— start of Available data —
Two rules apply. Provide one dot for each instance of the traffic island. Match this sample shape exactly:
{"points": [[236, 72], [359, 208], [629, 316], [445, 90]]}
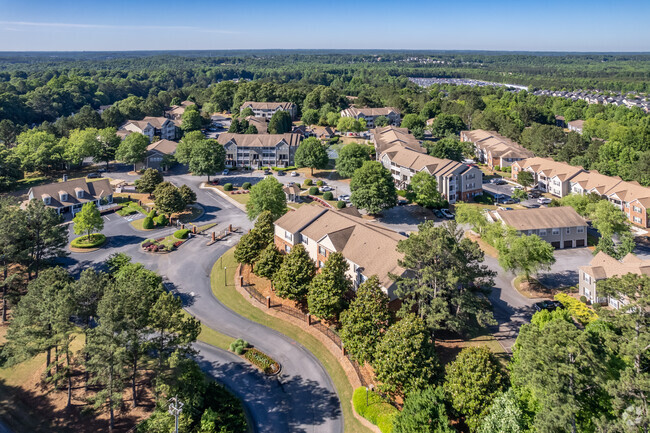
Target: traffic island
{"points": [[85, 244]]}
— end of Available data —
— start of Available data —
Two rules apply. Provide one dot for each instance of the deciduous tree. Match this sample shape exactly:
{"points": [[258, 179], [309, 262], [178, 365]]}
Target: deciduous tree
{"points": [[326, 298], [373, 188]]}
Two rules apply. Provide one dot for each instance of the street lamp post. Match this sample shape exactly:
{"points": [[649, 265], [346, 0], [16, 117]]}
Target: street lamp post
— end of Available data —
▶ [Required task]:
From the items above, pull out every line that contains the string "exactly". Case counts.

▶ [Response]:
Two rules apply. Provide one dot for each instance of the traffic island. Match this sample shape exactly:
Two rules apply. Provide one dot for each instance of the deciduous tree. Match this sample shape exactly:
Two rules apply. Provide one dot for each instance of the street lamp post. Match this sample shape exactly:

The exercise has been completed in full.